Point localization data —

● ● ● ● ●

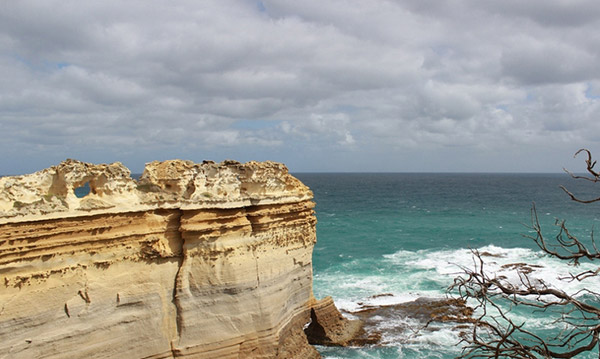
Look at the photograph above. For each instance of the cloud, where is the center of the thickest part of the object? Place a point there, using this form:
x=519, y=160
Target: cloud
x=341, y=82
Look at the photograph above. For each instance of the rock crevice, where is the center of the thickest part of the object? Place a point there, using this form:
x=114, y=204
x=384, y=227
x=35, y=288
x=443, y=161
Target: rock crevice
x=193, y=260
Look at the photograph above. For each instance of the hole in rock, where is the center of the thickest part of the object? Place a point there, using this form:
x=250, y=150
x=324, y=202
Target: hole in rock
x=82, y=191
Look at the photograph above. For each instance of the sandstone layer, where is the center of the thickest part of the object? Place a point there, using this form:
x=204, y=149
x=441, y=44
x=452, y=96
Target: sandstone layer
x=192, y=260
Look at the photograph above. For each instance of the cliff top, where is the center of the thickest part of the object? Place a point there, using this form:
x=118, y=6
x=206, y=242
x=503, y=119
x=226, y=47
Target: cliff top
x=50, y=193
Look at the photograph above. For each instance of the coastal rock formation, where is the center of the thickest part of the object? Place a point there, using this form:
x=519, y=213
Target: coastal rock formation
x=192, y=260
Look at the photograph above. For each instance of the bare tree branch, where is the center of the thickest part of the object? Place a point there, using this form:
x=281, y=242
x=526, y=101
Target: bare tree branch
x=576, y=316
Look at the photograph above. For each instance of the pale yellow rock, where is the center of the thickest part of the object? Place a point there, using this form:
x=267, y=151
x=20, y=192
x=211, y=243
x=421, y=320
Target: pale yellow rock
x=194, y=260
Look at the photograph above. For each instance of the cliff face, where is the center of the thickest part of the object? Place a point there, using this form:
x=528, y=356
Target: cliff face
x=193, y=260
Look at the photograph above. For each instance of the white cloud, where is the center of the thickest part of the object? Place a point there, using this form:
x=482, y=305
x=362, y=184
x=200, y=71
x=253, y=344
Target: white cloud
x=344, y=80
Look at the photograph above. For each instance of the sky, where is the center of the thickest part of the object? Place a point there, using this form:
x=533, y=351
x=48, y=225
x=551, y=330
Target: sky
x=324, y=86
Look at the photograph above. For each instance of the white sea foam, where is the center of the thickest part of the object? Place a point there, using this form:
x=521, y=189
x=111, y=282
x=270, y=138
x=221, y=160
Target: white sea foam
x=405, y=276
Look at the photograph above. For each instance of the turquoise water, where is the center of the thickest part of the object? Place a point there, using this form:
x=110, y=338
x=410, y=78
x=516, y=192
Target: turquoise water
x=406, y=235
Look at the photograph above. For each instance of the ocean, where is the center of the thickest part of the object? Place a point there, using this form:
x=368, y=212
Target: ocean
x=386, y=238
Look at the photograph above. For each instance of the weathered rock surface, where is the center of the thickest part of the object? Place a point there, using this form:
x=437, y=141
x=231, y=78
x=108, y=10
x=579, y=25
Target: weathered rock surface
x=193, y=260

● ● ● ● ●

Your goal — Reproduce the data word for word, excluding its pictures.

Written answer —
Look at the photograph above. For each instance of the cloud, where is the center of the thickest part of the object? Place a point there, using this form:
x=519, y=160
Target: cloud
x=341, y=82
Look at the photograph above. For each instance of the rock crevice, where is the center of the thickest part of the object? Place a point there, using this form:
x=114, y=204
x=384, y=227
x=35, y=288
x=443, y=161
Target: rock crevice
x=193, y=260
Look at the photograph above. For each instance of the hole in rock, where is the center of the thickest part of the object? Place a point there, using this form:
x=250, y=150
x=324, y=202
Target: hole in rock
x=82, y=191
Look at the photograph above. For each instance of the sandstone layer, where is the center of the thickest part of the object? Place a point there, using this form:
x=204, y=149
x=441, y=44
x=452, y=96
Target: sandstone layer
x=192, y=260
Look at the photograph above. For each instance of the cliff top, where is the center of the thickest part of the object? Place a point there, using this form:
x=118, y=6
x=206, y=242
x=503, y=119
x=226, y=47
Target: cliff top
x=50, y=193
Look at the photograph above. For each instance of the coastal rock formation, where is the center of the thickest part of the object? Place a point there, using this form:
x=519, y=213
Target: coastal rock formation
x=192, y=260
Look at the photograph above. For each instance of the bare tree branch, where is the center of the thickest part of the object? Place a point there, using this form:
x=281, y=242
x=526, y=101
Target: bare tree branch
x=576, y=316
Look at the photograph above. For each instance of the pale yellow rock, where is the center of the thickest part of the object? Place a point there, using this form:
x=267, y=151
x=20, y=192
x=211, y=243
x=421, y=320
Target: pale yellow rock
x=194, y=260
Look at the photograph above. For each instance of the cliff face, where is the center of the thickest part of the object? Place a point there, using this form:
x=528, y=356
Target: cliff face
x=193, y=260
Look at the photograph above. For each instance of the white cloud, where is the center of the thickest part of the object? Place a point there, using this form:
x=482, y=305
x=362, y=184
x=200, y=71
x=253, y=344
Target: white cloud
x=344, y=80
Look at the photograph above. For each instance of the sky, where is the center of the thickest part of the object? Place a point there, using this form:
x=533, y=351
x=48, y=225
x=551, y=330
Target: sky
x=324, y=86
Look at the photograph above. For each instance of the white sea foam, where is the center of the thickest part of the object? Place a point there, using this form:
x=521, y=189
x=111, y=282
x=270, y=138
x=221, y=160
Target: white sea foam
x=405, y=276
Look at the photograph above. For each instance of the turquoise water, where is the center of the thickest part of the object? Place a point there, using this form:
x=110, y=338
x=410, y=78
x=516, y=192
Target: turquoise water
x=406, y=235
Look at the photograph above. For each instance of the ocean, where is the center of the thickest part of the object? Place a point there, using this form:
x=368, y=212
Target: ocean
x=386, y=238
Look at the photograph above. For each instance of the weathered rock surface, where is the center of the thickest part of the object? Place a point there, using this form:
x=437, y=141
x=231, y=78
x=108, y=10
x=579, y=25
Target: weathered rock surface
x=193, y=260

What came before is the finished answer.